PASSAGE SHOWN:
-- Opening Marker --
Peruvian football manager (1928–1987)

Marcos Calderón Medrano (11 July 1928 – 8 December 1987) was a Peruvian football coach and player.

Nicknamed El Oso (the bear) or El Chueco (the crooked because of his bowed feet), this former Sport Boys midfielder remains the most decorated coach in the history of the Peruvian league with ten titles.

He managed Peru six times, winning the 1975 Copa América and leading the Blanquirroja (the Red and Whites) to the 1978 World Cup. To this day, he is the only Peruvian coach to have qualified the Peruvian national team for a World Cup. He died in a plane crash on 8 December 1987, along with the entire Alianza Lima team.

== Playing career ==
Compared to his successful coaching career, his playing career remains relatively modest with only two club experiences, at Carlos Concha, then at Sport Boys where he reunited with his cousin Luis Calderón and won the first professional championship of Peru in 1951.

== Coaching career ==
=== Club ===
Just two years after retiring as a player, Marcos Calderón replaced Dan Georgiadis as manager of Sport Boys and won the championship in 1958, his first title as a coach, and in his very first year in charge. This inaugural success set the tone for his coaching career, which was laden with titles (ten with his club and one with the national team), to the point that he was nicknamed Don Títulos (Mr. Titles) by Pocho Rospigliosi, a famous Peruvian sports journalist.
-- Closing Marker --
DATA LISTING:
-- Opening Marker --
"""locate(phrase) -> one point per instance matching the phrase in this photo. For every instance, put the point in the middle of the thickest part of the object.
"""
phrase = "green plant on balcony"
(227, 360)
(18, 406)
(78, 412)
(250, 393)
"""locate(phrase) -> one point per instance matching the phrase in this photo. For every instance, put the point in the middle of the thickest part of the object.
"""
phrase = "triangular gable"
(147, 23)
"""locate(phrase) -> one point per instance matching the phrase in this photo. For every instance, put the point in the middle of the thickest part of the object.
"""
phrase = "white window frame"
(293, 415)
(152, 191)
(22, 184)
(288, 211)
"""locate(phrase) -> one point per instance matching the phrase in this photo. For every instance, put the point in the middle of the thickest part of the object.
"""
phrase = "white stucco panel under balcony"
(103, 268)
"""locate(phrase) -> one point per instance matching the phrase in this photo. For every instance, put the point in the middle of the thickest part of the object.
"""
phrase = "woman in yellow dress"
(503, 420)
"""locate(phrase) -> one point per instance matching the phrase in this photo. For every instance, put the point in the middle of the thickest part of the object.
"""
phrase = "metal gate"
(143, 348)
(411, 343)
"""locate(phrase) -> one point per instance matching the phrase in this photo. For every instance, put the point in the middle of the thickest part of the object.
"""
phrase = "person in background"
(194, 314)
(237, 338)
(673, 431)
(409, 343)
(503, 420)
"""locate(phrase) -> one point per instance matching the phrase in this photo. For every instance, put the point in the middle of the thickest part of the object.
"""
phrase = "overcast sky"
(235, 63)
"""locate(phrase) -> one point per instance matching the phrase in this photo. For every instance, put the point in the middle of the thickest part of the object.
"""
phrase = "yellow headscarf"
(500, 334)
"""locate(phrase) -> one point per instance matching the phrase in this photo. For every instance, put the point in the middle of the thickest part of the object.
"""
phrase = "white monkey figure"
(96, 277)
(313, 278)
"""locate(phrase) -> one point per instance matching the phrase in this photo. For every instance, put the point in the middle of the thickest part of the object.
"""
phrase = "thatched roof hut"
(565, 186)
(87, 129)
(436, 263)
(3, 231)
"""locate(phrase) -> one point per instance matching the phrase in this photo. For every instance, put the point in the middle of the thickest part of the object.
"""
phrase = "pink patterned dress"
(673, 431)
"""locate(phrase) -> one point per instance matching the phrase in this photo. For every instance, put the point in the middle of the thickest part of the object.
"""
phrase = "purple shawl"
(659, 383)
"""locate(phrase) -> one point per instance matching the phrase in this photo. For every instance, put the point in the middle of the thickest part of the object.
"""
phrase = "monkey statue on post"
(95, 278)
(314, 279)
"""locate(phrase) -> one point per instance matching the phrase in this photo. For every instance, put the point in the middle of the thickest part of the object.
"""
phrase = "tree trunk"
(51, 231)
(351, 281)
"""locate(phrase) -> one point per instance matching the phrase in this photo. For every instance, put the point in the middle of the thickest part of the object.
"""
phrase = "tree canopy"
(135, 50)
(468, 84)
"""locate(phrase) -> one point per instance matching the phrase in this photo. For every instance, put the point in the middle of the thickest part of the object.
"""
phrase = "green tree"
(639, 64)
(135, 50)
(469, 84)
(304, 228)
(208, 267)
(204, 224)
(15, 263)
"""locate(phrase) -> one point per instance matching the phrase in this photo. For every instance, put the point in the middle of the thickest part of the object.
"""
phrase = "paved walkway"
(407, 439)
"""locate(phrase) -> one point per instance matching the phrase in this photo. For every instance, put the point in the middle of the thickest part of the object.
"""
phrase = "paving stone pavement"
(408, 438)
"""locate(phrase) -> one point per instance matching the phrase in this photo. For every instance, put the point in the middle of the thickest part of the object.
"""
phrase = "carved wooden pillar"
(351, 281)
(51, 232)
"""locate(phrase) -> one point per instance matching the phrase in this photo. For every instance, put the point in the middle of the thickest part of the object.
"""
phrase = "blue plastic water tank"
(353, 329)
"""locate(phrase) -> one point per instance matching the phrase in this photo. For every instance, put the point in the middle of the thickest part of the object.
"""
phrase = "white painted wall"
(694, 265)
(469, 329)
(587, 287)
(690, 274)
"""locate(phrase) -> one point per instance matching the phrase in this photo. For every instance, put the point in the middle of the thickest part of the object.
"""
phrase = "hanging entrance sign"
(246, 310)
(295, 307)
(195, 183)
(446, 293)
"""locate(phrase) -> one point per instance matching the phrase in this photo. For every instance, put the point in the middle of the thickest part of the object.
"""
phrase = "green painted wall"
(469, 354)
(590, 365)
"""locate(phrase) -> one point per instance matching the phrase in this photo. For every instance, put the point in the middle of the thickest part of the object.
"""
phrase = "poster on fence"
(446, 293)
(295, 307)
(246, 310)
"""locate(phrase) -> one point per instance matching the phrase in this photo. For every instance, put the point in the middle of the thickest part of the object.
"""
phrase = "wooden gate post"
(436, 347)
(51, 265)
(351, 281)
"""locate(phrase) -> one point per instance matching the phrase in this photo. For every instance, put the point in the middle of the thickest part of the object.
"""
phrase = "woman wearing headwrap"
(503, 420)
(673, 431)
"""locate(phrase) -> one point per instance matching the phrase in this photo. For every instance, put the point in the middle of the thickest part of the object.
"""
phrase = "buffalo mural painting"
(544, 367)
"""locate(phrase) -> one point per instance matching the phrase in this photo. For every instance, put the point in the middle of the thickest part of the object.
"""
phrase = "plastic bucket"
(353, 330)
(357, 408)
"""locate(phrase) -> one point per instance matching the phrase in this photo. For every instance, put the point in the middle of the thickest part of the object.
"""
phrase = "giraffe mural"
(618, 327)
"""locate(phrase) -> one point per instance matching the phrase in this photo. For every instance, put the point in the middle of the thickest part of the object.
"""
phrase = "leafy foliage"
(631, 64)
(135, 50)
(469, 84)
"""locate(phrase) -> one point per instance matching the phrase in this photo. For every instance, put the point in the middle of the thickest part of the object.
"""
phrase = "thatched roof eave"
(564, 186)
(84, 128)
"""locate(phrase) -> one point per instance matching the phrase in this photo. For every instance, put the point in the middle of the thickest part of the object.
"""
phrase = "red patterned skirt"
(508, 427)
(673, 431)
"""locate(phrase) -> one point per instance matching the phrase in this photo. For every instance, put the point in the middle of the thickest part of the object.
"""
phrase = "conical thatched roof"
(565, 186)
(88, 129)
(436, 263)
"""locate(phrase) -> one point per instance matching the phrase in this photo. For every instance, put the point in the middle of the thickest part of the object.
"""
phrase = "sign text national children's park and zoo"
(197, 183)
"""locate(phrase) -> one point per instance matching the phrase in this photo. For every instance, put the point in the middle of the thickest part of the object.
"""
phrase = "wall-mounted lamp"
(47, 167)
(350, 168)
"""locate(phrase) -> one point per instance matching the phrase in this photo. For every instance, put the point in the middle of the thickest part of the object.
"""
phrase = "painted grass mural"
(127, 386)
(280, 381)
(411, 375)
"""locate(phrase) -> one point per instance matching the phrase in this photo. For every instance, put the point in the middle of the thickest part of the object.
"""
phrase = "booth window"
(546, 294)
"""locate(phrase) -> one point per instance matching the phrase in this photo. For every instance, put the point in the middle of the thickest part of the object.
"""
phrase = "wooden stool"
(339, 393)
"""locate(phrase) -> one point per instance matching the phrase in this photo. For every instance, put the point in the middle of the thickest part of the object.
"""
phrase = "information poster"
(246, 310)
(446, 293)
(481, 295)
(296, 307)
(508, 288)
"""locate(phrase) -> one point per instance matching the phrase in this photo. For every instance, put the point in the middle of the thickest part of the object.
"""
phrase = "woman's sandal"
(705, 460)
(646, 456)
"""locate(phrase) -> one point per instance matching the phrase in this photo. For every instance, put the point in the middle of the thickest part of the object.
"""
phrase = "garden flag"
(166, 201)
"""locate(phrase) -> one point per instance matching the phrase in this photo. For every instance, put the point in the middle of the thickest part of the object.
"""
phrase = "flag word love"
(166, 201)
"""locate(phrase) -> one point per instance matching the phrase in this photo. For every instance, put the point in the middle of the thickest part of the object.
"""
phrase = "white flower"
-- Closing Marker --
ACTIVITY 1:
Write out the part of the passage on Marcos Calderón that begins at the words "Nicknamed El Oso" and stops after "with ten titles.".
ACTIVITY 2:
In the passage on Marcos Calderón, whom did he replace as manager of Sport Boys?

RESULT 1:
Nicknamed El Oso (the bear) or El Chueco (the crooked because of his bowed feet), this former Sport Boys midfielder remains the most decorated coach in the history of the Peruvian league with ten titles.

RESULT 2:
Dan Georgiadis